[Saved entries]

-- Opening Marker --

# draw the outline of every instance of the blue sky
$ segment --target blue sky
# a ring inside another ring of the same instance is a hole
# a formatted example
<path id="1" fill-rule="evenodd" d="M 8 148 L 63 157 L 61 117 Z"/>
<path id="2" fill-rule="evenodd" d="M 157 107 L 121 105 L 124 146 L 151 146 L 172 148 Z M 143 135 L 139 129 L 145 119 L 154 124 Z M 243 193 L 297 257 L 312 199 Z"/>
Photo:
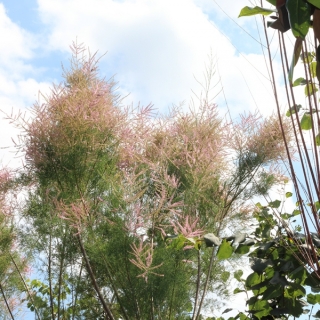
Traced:
<path id="1" fill-rule="evenodd" d="M 119 92 L 129 94 L 128 105 L 152 103 L 160 112 L 188 105 L 211 54 L 217 83 L 212 95 L 223 88 L 224 95 L 215 97 L 222 114 L 225 97 L 235 118 L 256 109 L 271 114 L 275 103 L 256 20 L 238 19 L 246 5 L 248 0 L 0 1 L 0 109 L 24 112 L 39 90 L 48 93 L 53 82 L 63 81 L 61 64 L 68 67 L 69 45 L 77 39 L 91 52 L 107 52 L 100 73 L 115 76 Z M 281 83 L 280 66 L 276 77 Z M 3 165 L 21 165 L 11 140 L 17 133 L 0 118 Z"/>

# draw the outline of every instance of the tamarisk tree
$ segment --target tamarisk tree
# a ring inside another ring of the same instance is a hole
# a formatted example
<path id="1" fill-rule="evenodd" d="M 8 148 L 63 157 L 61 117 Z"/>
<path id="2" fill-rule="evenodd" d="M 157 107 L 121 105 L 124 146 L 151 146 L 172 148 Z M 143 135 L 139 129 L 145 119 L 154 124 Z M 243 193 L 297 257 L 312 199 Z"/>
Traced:
<path id="1" fill-rule="evenodd" d="M 38 267 L 28 307 L 39 319 L 201 319 L 230 277 L 204 235 L 244 224 L 248 200 L 283 181 L 291 124 L 229 123 L 210 81 L 188 111 L 126 108 L 96 55 L 72 50 L 65 81 L 14 119 L 28 181 L 21 246 Z"/>

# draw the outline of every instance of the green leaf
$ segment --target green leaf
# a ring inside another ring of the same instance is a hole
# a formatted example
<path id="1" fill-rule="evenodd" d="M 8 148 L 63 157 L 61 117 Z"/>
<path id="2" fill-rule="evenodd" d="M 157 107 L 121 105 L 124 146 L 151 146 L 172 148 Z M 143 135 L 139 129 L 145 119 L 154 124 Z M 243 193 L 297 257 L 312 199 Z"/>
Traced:
<path id="1" fill-rule="evenodd" d="M 254 313 L 255 317 L 261 319 L 262 317 L 268 316 L 272 308 L 270 307 L 268 301 L 258 300 L 252 307 L 252 310 L 256 310 L 257 312 Z"/>
<path id="2" fill-rule="evenodd" d="M 242 270 L 237 270 L 233 273 L 233 276 L 238 280 L 241 281 L 241 277 L 243 275 L 243 271 Z"/>
<path id="3" fill-rule="evenodd" d="M 275 200 L 275 201 L 269 202 L 269 206 L 271 208 L 275 208 L 275 209 L 279 208 L 280 204 L 281 204 L 280 200 Z"/>
<path id="4" fill-rule="evenodd" d="M 307 84 L 307 81 L 306 81 L 305 78 L 298 78 L 298 79 L 294 80 L 292 86 L 293 86 L 293 87 L 303 86 L 303 85 L 305 85 L 305 84 Z"/>
<path id="5" fill-rule="evenodd" d="M 245 292 L 245 290 L 241 290 L 240 288 L 235 288 L 233 290 L 233 294 L 237 294 L 237 293 L 240 293 L 240 292 Z"/>
<path id="6" fill-rule="evenodd" d="M 268 2 L 270 2 L 269 0 L 267 0 Z M 320 9 L 320 2 L 319 0 L 307 0 L 309 3 L 311 3 L 312 5 L 314 5 L 316 8 Z"/>
<path id="7" fill-rule="evenodd" d="M 303 52 L 300 56 L 301 60 L 303 63 L 311 63 L 314 60 L 315 57 L 315 53 L 314 52 Z"/>
<path id="8" fill-rule="evenodd" d="M 286 198 L 292 197 L 292 192 L 286 192 Z"/>
<path id="9" fill-rule="evenodd" d="M 238 18 L 254 16 L 256 14 L 263 14 L 265 16 L 268 16 L 269 14 L 274 13 L 274 12 L 277 12 L 277 11 L 276 10 L 272 10 L 272 9 L 258 7 L 258 6 L 255 6 L 254 8 L 246 6 L 246 7 L 241 9 Z"/>
<path id="10" fill-rule="evenodd" d="M 315 78 L 317 76 L 317 62 L 316 61 L 312 61 L 310 63 L 310 72 L 311 72 L 312 78 Z"/>
<path id="11" fill-rule="evenodd" d="M 292 214 L 283 213 L 283 214 L 281 214 L 281 218 L 284 220 L 288 220 L 288 219 L 292 218 Z"/>
<path id="12" fill-rule="evenodd" d="M 290 70 L 289 70 L 289 74 L 288 74 L 290 83 L 292 83 L 294 67 L 296 66 L 297 62 L 299 61 L 300 53 L 302 50 L 302 40 L 303 39 L 301 37 L 298 37 L 296 39 L 295 44 L 294 44 L 293 55 L 292 55 Z"/>
<path id="13" fill-rule="evenodd" d="M 314 83 L 309 83 L 304 88 L 304 94 L 306 97 L 311 96 L 313 93 L 317 92 L 318 89 L 316 88 Z"/>
<path id="14" fill-rule="evenodd" d="M 233 273 L 233 276 L 238 280 L 241 281 L 241 277 L 243 275 L 243 271 L 242 270 L 237 270 Z"/>
<path id="15" fill-rule="evenodd" d="M 227 308 L 227 309 L 225 309 L 221 314 L 228 313 L 228 312 L 230 312 L 230 311 L 232 311 L 232 310 L 233 310 L 232 308 Z"/>
<path id="16" fill-rule="evenodd" d="M 300 317 L 300 315 L 303 313 L 303 302 L 301 302 L 298 299 L 292 299 L 292 298 L 284 298 L 283 299 L 283 305 L 288 308 L 290 315 L 293 317 Z"/>
<path id="17" fill-rule="evenodd" d="M 310 5 L 304 0 L 287 0 L 286 8 L 293 35 L 304 39 L 310 27 Z"/>
<path id="18" fill-rule="evenodd" d="M 287 293 L 293 298 L 304 297 L 306 289 L 298 283 L 291 283 L 287 289 Z"/>
<path id="19" fill-rule="evenodd" d="M 298 210 L 298 209 L 295 209 L 295 210 L 293 210 L 293 212 L 292 212 L 292 214 L 293 214 L 293 216 L 297 216 L 297 215 L 299 215 L 301 212 L 300 212 L 300 210 Z"/>
<path id="20" fill-rule="evenodd" d="M 273 6 L 277 5 L 277 0 L 266 0 L 266 1 L 271 3 Z"/>
<path id="21" fill-rule="evenodd" d="M 270 280 L 270 283 L 274 285 L 281 285 L 284 287 L 288 284 L 288 281 L 284 276 L 280 275 L 279 271 L 275 271 L 274 276 Z"/>
<path id="22" fill-rule="evenodd" d="M 179 235 L 177 238 L 173 238 L 169 244 L 170 248 L 181 250 L 185 246 L 186 238 L 183 235 Z"/>
<path id="23" fill-rule="evenodd" d="M 243 312 L 240 312 L 239 316 L 240 316 L 240 320 L 250 320 L 250 318 L 248 318 Z"/>
<path id="24" fill-rule="evenodd" d="M 265 246 L 260 246 L 261 250 L 267 251 L 271 247 L 270 245 L 271 243 L 272 242 L 269 242 Z M 251 269 L 256 273 L 262 273 L 268 266 L 273 266 L 273 262 L 270 259 L 259 259 L 259 258 L 252 257 L 250 259 L 250 262 L 251 262 Z"/>
<path id="25" fill-rule="evenodd" d="M 295 105 L 293 107 L 291 107 L 287 112 L 286 112 L 286 116 L 290 117 L 292 114 L 295 114 L 296 112 L 299 112 L 300 109 L 302 108 L 301 104 Z"/>
<path id="26" fill-rule="evenodd" d="M 263 293 L 263 299 L 273 299 L 277 297 L 281 297 L 283 293 L 283 287 L 280 285 L 270 285 L 267 290 Z"/>
<path id="27" fill-rule="evenodd" d="M 312 293 L 309 293 L 307 295 L 307 302 L 310 303 L 310 304 L 316 304 L 318 303 L 318 298 L 317 296 L 319 296 L 318 294 L 312 294 Z"/>
<path id="28" fill-rule="evenodd" d="M 196 250 L 200 250 L 201 249 L 201 243 L 202 241 L 201 240 L 197 240 L 196 243 L 194 244 L 194 248 Z"/>
<path id="29" fill-rule="evenodd" d="M 320 210 L 320 202 L 319 201 L 316 201 L 314 203 L 314 206 L 316 207 L 317 211 Z"/>
<path id="30" fill-rule="evenodd" d="M 316 135 L 316 146 L 320 146 L 320 133 Z"/>
<path id="31" fill-rule="evenodd" d="M 312 128 L 312 119 L 309 112 L 306 112 L 300 122 L 302 130 L 310 130 Z"/>
<path id="32" fill-rule="evenodd" d="M 262 275 L 259 275 L 258 273 L 253 272 L 249 274 L 246 280 L 246 286 L 253 287 L 254 285 L 261 283 L 263 280 L 264 280 L 264 277 Z"/>
<path id="33" fill-rule="evenodd" d="M 228 279 L 230 278 L 230 272 L 229 271 L 223 271 L 220 275 L 220 279 L 223 281 L 223 282 L 226 282 L 228 281 Z"/>
<path id="34" fill-rule="evenodd" d="M 231 257 L 233 252 L 232 246 L 230 243 L 226 240 L 223 240 L 221 245 L 219 246 L 218 252 L 217 252 L 217 258 L 219 260 L 225 260 Z"/>
<path id="35" fill-rule="evenodd" d="M 250 251 L 250 247 L 243 245 L 243 244 L 239 244 L 238 248 L 236 249 L 235 253 L 238 254 L 246 254 Z"/>
<path id="36" fill-rule="evenodd" d="M 257 202 L 257 203 L 256 203 L 256 206 L 257 206 L 259 209 L 262 209 L 262 208 L 263 208 L 263 205 L 262 205 L 260 202 Z"/>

-- Closing Marker --

→ **Task instructions**: Filter the lines above so that only those with the string "segment" remain, then copy them.

→ **Written solution**:
$ segment --target blue sky
$ segment --target tamarisk tree
$ segment --target green leaf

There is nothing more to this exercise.